WHAT YOU SHOULD DO:
With pictures left out, output word for word the lines from the one containing "Could you please drop a point on the high-rise" through the end of the material below.

◆ ◆ ◆ ◆ ◆

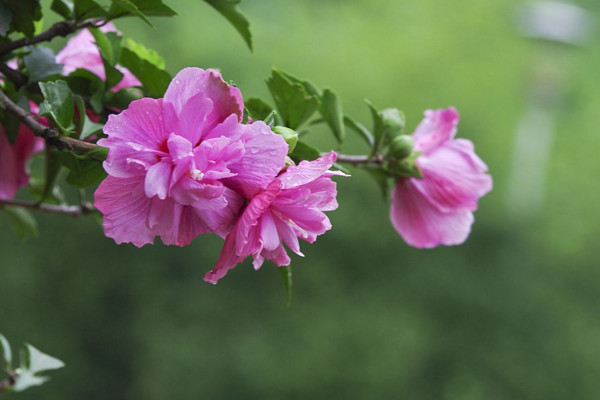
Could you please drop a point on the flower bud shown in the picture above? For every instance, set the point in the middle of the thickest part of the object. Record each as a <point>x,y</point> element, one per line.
<point>289,135</point>
<point>401,147</point>
<point>393,120</point>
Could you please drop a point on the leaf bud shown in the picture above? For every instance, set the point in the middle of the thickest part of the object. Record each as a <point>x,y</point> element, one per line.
<point>401,146</point>
<point>289,135</point>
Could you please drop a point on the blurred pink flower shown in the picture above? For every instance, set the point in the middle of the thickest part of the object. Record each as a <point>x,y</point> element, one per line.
<point>290,207</point>
<point>437,209</point>
<point>182,166</point>
<point>82,52</point>
<point>13,160</point>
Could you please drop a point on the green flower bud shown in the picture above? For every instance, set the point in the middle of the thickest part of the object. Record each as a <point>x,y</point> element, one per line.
<point>393,121</point>
<point>289,135</point>
<point>406,167</point>
<point>401,147</point>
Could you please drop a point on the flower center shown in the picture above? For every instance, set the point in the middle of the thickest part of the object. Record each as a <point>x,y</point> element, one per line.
<point>196,174</point>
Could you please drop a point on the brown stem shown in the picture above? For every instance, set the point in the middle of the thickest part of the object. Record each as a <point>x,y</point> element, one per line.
<point>377,159</point>
<point>51,135</point>
<point>62,209</point>
<point>62,28</point>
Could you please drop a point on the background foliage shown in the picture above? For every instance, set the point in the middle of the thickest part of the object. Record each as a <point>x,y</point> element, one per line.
<point>513,314</point>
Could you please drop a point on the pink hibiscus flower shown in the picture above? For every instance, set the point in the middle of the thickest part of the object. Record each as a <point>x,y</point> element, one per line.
<point>13,160</point>
<point>291,207</point>
<point>182,166</point>
<point>437,209</point>
<point>81,52</point>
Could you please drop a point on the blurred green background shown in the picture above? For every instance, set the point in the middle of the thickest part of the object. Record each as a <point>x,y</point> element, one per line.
<point>512,314</point>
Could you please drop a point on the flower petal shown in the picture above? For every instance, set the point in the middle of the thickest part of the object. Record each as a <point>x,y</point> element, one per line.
<point>263,158</point>
<point>125,209</point>
<point>439,126</point>
<point>158,179</point>
<point>306,171</point>
<point>454,178</point>
<point>190,82</point>
<point>421,224</point>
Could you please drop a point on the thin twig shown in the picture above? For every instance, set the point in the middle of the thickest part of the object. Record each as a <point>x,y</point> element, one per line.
<point>51,135</point>
<point>62,28</point>
<point>63,209</point>
<point>358,160</point>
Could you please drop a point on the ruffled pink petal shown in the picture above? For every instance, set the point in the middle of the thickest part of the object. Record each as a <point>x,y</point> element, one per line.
<point>247,237</point>
<point>190,192</point>
<point>137,138</point>
<point>306,171</point>
<point>220,221</point>
<point>454,178</point>
<point>81,52</point>
<point>125,210</point>
<point>439,126</point>
<point>269,238</point>
<point>14,158</point>
<point>190,82</point>
<point>158,179</point>
<point>141,123</point>
<point>421,224</point>
<point>228,259</point>
<point>263,158</point>
<point>184,225</point>
<point>191,121</point>
<point>278,256</point>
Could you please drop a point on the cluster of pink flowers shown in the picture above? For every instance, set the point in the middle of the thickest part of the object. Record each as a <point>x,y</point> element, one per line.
<point>79,52</point>
<point>438,209</point>
<point>13,160</point>
<point>82,52</point>
<point>185,165</point>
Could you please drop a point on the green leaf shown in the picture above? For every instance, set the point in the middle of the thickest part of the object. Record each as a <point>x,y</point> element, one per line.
<point>83,9</point>
<point>154,80</point>
<point>41,63</point>
<point>58,100</point>
<point>53,168</point>
<point>286,277</point>
<point>331,110</point>
<point>24,14</point>
<point>258,108</point>
<point>9,121</point>
<point>22,222</point>
<point>39,362</point>
<point>6,352</point>
<point>87,84</point>
<point>229,9</point>
<point>304,151</point>
<point>290,136</point>
<point>145,53</point>
<point>310,88</point>
<point>294,103</point>
<point>64,8</point>
<point>27,379</point>
<point>155,8</point>
<point>109,45</point>
<point>121,99</point>
<point>5,19</point>
<point>130,8</point>
<point>83,171</point>
<point>105,45</point>
<point>360,129</point>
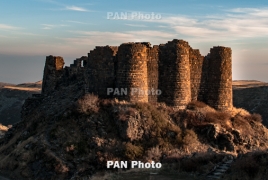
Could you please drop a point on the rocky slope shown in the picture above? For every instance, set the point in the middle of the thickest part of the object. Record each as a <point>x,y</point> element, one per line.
<point>252,96</point>
<point>71,135</point>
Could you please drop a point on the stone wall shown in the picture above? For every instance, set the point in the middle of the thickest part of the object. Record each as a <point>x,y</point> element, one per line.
<point>220,78</point>
<point>53,71</point>
<point>196,65</point>
<point>152,70</point>
<point>174,73</point>
<point>100,70</point>
<point>134,71</point>
<point>131,73</point>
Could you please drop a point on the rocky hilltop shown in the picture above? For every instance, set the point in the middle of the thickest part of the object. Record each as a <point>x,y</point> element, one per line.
<point>74,127</point>
<point>70,134</point>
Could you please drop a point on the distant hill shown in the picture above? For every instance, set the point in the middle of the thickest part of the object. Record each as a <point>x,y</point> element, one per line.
<point>12,98</point>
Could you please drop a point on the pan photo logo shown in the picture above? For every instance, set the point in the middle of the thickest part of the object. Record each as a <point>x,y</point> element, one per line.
<point>133,164</point>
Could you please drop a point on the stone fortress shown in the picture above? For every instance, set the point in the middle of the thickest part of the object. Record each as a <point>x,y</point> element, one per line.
<point>181,73</point>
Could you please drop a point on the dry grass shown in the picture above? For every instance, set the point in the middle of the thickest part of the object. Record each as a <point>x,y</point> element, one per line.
<point>250,166</point>
<point>3,128</point>
<point>23,88</point>
<point>88,103</point>
<point>239,111</point>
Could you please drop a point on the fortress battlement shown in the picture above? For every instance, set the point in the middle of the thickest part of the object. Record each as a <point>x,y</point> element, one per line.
<point>181,73</point>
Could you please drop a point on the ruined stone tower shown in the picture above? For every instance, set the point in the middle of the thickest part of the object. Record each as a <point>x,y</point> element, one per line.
<point>100,70</point>
<point>174,73</point>
<point>137,70</point>
<point>132,73</point>
<point>220,78</point>
<point>52,73</point>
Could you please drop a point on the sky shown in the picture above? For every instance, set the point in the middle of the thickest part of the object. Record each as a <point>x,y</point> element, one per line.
<point>30,30</point>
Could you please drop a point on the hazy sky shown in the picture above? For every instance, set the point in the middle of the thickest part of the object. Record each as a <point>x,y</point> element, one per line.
<point>33,29</point>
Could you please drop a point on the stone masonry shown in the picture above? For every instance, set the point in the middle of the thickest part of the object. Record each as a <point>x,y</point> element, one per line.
<point>134,71</point>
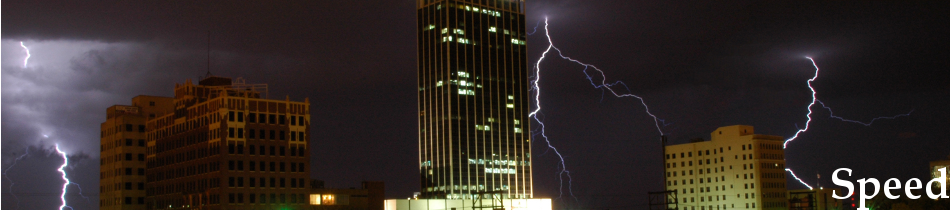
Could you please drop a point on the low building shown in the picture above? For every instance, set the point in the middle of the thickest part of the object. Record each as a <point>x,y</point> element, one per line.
<point>937,165</point>
<point>816,199</point>
<point>459,204</point>
<point>368,197</point>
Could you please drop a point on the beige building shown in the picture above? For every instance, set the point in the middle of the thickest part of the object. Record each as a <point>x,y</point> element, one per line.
<point>816,199</point>
<point>937,165</point>
<point>736,169</point>
<point>227,146</point>
<point>122,151</point>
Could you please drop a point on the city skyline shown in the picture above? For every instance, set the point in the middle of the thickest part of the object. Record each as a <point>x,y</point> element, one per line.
<point>699,66</point>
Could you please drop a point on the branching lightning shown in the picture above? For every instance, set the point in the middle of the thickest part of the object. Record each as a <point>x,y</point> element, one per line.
<point>27,59</point>
<point>25,153</point>
<point>603,85</point>
<point>66,181</point>
<point>814,100</point>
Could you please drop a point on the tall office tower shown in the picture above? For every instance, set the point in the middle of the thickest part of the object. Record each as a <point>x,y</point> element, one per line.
<point>474,134</point>
<point>736,169</point>
<point>122,149</point>
<point>226,146</point>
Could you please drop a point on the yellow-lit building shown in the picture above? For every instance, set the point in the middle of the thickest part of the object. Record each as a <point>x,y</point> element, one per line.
<point>122,151</point>
<point>736,169</point>
<point>816,199</point>
<point>937,165</point>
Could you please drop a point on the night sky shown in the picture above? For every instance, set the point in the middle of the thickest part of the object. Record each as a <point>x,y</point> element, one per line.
<point>698,65</point>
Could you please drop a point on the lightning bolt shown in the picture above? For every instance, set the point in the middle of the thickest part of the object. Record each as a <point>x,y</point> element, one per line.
<point>815,100</point>
<point>603,86</point>
<point>66,181</point>
<point>796,178</point>
<point>26,152</point>
<point>27,59</point>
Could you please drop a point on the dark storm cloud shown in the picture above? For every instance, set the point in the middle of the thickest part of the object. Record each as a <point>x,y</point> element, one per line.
<point>699,65</point>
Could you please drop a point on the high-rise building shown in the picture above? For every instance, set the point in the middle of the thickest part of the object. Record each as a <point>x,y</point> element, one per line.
<point>935,166</point>
<point>735,169</point>
<point>122,151</point>
<point>225,145</point>
<point>473,99</point>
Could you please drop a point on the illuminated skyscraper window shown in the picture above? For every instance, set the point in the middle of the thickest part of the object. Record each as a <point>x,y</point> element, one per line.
<point>473,92</point>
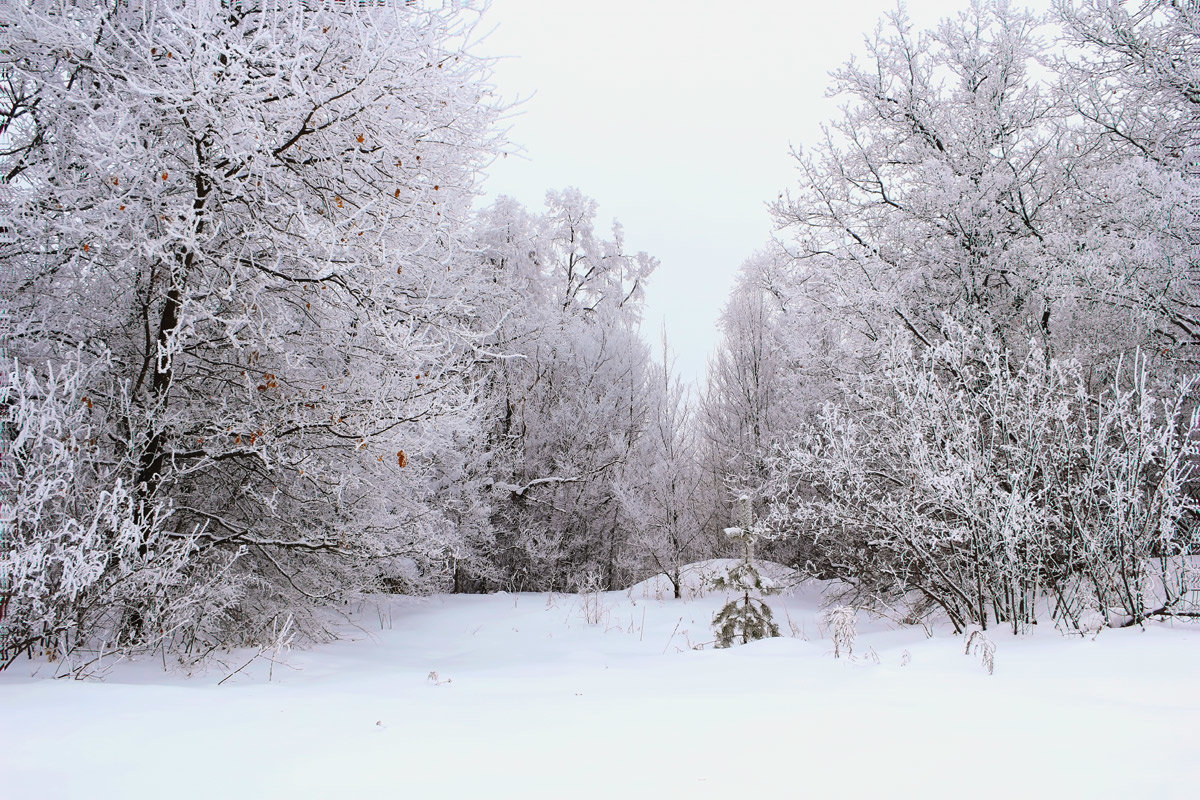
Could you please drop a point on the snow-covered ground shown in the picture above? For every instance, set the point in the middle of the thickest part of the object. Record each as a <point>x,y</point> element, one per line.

◆ ◆ ◆ ◆ ◆

RESULT OF THIS TASK:
Could you please drop a point on the high-rise building shown in the picture above? For every instance, set the point in the middle of the thickest part of the object. Record each as a <point>x,y</point> element, one per line.
<point>935,166</point>
<point>735,169</point>
<point>122,151</point>
<point>225,145</point>
<point>473,99</point>
Could you please drop a point on the illuminated skyscraper window shown in the picture above? For every instance, set the point in the middle of the thickest part of the object. Record each as a <point>x,y</point> element, one per line.
<point>473,92</point>
Could you please drop a point on the snow-covered ground shown in the picture above? For every instance, set the point in the middle of the thickest part of the object. Record each as a <point>x,y</point> element, one per line.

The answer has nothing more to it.